### Given instruction A:
Answer these questions about the forum thread on dog trainers in Cleveland:
(i) What city and state does the first poster live in?
(ii) In which town is Suburban Dog Training located?
(iii) What breed do Sandi and Jeff Ling raise?

# Trainer recommendations needed



## moei (Sep 28, 2007)

I just got a new foster gsd that I would like to take for training, first basic obedience and perhaps more later and would like recommendations for good trainers with gsd experience. I am in Cleveland Ohio.

thanks


----------



## Kuklasmom (May 13, 2005)

Moei, my dog and I live in Chicago. I don't know the first thing about the Cleveland area, but here's our trainer's URL:

http://www.k9uchicago.com

It would be <u>one heck of a commute</u>, but it would be most definitely worth it!









Our trainer's been training dogs for many years and he has lots of experience with GSDs.

I hope you've found a good trainer in your area--please keep us posted!


----------



## MaggieRoseLee (Aug 17, 2001)

*Cleveland Ohio - Trainer recommendations?*

bump....


----------



## Bluewolf (Apr 20, 2006)

*Re: Cleveland Ohio - Trainer recommendations?*

I started a thread a while back about Cleveland area training facilities. I will try to dig it up for you.


----------



## Bluewolf (Apr 20, 2006)

*Re: Cleveland Ohio - Trainer recommendations?*

Bam!
http://www.germanshepherds.com/forum/ubbthreads.php?ubb=showflat&Number=464324&page=5


----------



## selzer (May 7, 2005)

*Re: Cleveland Ohio - Trainer recommendations?*

If you are up for a bit of a hike, try Suburban Dog Training, Sandi and Jeff Ling. They are located in Madison, Ohio. 

Yes, it is a bit of a drive, but I drive from Denmark to Aurora every day for work, and then I was driving back home 1 hour twenty minutes each way to pick up the dog and driving to Madison which is about 30 minutes back toward Cleveland to go to class. So depending where you are in Cleveland, it may only be 30 to 40 minutes each way. Madison is a nice little town, right off of I-90, or if you prefer, Route 2 disintegrates into Rt 20 and the the training facility is in a little plaza on the corner of Rt 20 and Rt 528. 

I think they are great trainers. They are very involved in dog shows, stewards, etc., specifically obedience and rally; they are also Leonberger breeders, so they are very up on that breed. They also own a GSD. Which is a big plus. 

So far four of us that I know about in her classes have also gone on to earn titles with their dogs this year. They are both certified as CGC evaluators and offer CGC classes several times per year. 

They are not adverse to prong collars or other training devices, but so far they have not been pushy about it with me, even though one or two of my bitches could have been prong collar candidates.

I do not see a lot of head collars or shock collars there, though I have not heard them say anything about them.


----------



## wrenny (Sep 20, 2007)

*Re: Cleveland Ohio - Trainer recommendations?*

Selzer,

Do they have a web site or anything? Or do I have to call to get all the class rates and stuff?


----------

### Data supplied:
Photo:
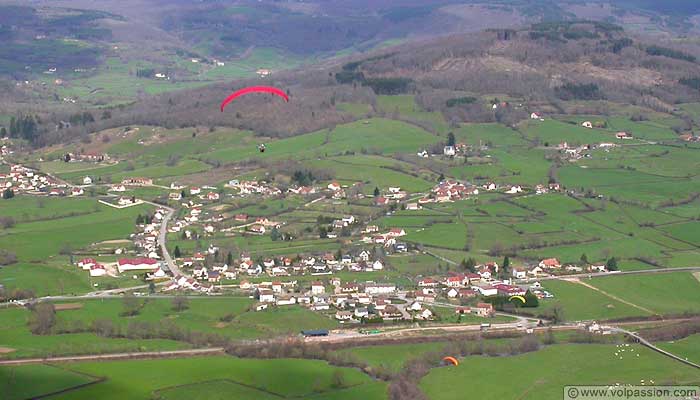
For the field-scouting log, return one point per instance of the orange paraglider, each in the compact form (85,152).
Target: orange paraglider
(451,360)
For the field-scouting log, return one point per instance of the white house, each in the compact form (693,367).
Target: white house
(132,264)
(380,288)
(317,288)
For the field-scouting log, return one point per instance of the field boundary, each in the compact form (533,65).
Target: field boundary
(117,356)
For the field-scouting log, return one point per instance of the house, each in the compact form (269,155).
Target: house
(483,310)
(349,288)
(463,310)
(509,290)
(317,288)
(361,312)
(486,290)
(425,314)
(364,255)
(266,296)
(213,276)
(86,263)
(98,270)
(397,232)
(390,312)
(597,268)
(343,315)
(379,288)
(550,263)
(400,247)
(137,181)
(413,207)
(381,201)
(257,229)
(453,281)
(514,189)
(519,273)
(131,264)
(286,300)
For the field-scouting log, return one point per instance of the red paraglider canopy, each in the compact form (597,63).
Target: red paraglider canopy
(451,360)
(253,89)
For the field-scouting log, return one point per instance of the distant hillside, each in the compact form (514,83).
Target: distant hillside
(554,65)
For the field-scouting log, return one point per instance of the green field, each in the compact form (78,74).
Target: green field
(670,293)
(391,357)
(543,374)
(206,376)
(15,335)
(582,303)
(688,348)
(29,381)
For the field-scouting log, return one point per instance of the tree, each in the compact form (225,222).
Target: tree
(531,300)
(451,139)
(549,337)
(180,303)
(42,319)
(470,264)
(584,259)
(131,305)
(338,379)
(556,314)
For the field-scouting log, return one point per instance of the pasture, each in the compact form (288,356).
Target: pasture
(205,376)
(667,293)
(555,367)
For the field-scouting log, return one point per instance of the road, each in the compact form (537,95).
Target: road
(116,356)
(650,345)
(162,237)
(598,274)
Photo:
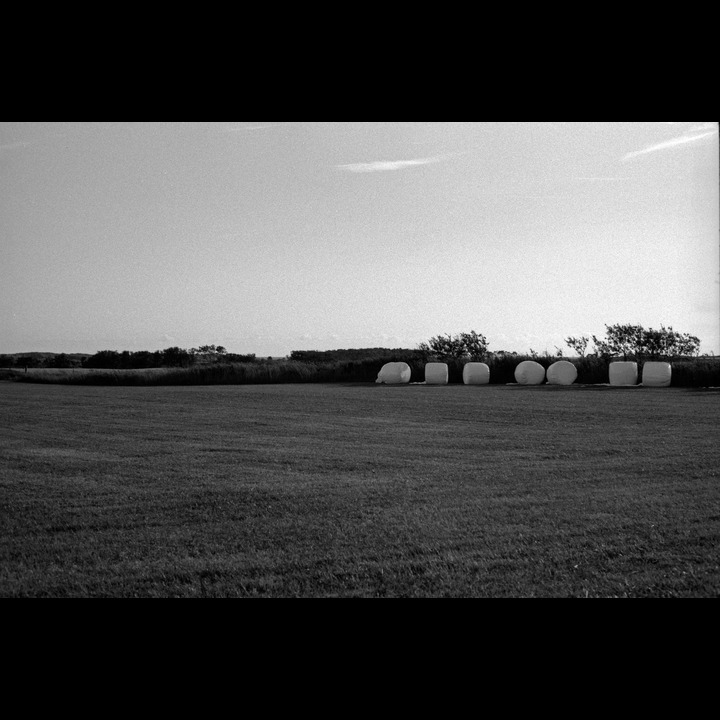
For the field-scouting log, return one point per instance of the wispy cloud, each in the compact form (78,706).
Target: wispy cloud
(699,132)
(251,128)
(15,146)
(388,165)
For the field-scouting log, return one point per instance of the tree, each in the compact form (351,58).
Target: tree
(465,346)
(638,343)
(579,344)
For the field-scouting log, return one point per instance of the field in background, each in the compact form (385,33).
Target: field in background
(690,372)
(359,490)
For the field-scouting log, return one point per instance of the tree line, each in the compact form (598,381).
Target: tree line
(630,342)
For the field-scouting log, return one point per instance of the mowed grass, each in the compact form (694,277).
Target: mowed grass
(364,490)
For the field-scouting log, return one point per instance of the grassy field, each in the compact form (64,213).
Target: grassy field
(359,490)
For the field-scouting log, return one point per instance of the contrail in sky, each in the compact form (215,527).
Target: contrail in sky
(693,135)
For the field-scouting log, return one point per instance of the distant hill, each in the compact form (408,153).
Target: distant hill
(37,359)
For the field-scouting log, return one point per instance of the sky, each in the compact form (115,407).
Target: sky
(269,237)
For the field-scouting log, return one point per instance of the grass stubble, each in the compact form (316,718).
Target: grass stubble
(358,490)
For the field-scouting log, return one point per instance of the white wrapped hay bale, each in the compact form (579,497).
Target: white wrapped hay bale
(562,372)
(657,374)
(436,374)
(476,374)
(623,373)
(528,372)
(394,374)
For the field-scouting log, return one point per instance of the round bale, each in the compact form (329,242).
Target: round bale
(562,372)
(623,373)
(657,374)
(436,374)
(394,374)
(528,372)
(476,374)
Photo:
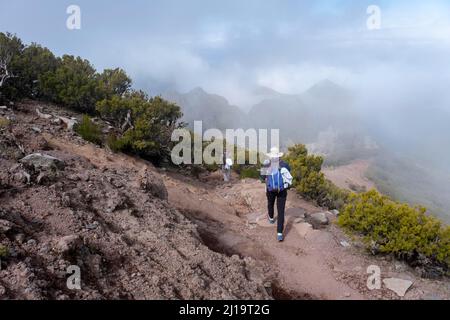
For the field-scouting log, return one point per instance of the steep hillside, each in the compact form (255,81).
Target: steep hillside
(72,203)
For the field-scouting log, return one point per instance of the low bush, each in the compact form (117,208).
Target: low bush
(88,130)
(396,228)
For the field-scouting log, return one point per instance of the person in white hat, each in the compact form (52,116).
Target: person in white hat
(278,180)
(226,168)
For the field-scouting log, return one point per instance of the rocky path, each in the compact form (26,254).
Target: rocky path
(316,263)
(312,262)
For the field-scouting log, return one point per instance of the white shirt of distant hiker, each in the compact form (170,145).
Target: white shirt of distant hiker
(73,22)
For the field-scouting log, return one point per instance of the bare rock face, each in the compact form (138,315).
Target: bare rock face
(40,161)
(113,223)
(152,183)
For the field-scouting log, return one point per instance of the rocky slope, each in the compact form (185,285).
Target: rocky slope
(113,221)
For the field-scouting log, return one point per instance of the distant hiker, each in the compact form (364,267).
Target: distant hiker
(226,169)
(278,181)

---

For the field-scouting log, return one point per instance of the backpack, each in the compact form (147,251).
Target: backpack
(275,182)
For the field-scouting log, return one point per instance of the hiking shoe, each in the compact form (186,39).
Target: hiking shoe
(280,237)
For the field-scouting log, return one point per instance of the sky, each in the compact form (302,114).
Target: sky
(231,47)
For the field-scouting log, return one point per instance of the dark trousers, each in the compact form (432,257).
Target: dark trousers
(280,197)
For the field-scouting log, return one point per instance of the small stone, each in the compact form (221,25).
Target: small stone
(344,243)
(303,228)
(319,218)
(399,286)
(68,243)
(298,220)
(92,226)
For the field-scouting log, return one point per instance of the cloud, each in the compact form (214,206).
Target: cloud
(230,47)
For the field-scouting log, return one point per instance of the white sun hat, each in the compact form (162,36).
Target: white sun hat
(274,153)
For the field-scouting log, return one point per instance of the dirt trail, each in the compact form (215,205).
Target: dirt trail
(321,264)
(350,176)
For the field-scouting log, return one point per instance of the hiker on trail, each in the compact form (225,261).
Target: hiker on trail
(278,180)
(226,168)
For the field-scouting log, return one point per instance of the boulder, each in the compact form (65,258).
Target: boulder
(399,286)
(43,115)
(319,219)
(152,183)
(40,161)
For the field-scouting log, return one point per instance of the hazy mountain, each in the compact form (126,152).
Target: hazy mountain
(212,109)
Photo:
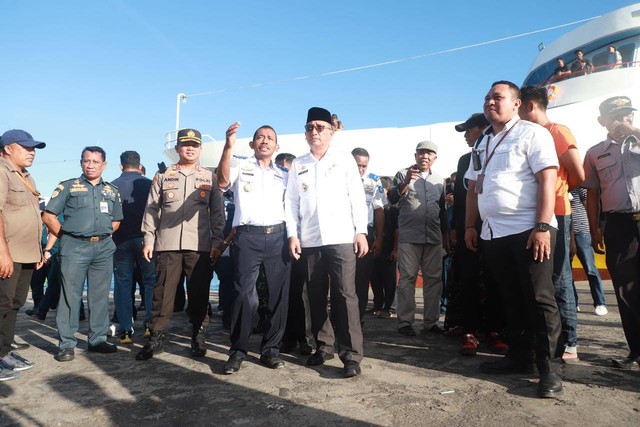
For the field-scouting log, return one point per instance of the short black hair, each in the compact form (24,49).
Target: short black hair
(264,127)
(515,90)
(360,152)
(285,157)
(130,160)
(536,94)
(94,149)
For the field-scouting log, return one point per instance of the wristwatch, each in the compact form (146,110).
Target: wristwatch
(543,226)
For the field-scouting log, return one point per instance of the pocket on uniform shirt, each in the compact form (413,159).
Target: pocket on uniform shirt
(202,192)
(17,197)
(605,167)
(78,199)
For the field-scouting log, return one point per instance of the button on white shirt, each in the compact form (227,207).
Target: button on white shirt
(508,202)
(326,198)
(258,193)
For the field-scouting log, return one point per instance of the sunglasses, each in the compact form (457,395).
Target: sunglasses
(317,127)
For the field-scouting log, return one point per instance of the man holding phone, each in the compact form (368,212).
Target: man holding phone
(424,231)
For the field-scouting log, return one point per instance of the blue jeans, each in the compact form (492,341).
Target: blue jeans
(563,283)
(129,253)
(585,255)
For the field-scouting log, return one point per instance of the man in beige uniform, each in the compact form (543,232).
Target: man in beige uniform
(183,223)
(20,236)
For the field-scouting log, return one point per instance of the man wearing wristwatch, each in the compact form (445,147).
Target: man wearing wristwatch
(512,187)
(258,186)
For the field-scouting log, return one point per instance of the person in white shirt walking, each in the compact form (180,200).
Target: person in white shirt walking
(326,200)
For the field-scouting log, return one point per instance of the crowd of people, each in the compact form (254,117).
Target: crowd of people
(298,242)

--

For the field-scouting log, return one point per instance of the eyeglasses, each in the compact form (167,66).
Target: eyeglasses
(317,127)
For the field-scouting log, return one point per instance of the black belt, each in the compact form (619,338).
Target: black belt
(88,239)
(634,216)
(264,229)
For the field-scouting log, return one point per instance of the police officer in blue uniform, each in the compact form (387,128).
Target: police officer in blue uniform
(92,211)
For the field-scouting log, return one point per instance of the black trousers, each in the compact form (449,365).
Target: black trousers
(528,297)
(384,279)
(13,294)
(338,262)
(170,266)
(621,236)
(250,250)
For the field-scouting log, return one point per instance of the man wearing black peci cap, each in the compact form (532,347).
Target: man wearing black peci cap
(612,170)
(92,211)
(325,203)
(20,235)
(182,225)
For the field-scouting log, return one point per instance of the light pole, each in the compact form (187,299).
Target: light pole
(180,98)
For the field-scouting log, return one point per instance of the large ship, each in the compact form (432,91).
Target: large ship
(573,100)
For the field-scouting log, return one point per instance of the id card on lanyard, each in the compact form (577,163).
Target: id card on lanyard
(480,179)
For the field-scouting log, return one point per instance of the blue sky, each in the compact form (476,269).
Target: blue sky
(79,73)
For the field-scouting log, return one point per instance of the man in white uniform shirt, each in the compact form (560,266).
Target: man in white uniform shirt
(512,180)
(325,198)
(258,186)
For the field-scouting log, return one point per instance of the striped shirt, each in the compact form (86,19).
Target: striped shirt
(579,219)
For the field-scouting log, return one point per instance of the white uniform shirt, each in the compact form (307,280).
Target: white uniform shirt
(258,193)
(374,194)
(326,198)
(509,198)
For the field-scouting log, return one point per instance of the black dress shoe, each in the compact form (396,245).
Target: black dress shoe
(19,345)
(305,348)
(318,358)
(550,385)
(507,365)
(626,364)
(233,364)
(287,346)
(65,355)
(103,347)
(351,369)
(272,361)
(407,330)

### Given instruction B:
Pick out every line in the records above that has the word "tree" and copy each one.

### Written solution A:
(i) Cleveland, Ohio
(ii) Madison, Ohio
(iii) Leonbergers

### Written solution B:
For the field-scouting log, return one point per instance of the tree, each in the compact form (225,222).
Target: tree
For the field-scouting log, return one point per instance of the tree, each in the compact form (351,58).
Target: tree
For the field-scouting log, return one point per instance of the tree line, each in the compact form (598,381).
Target: tree line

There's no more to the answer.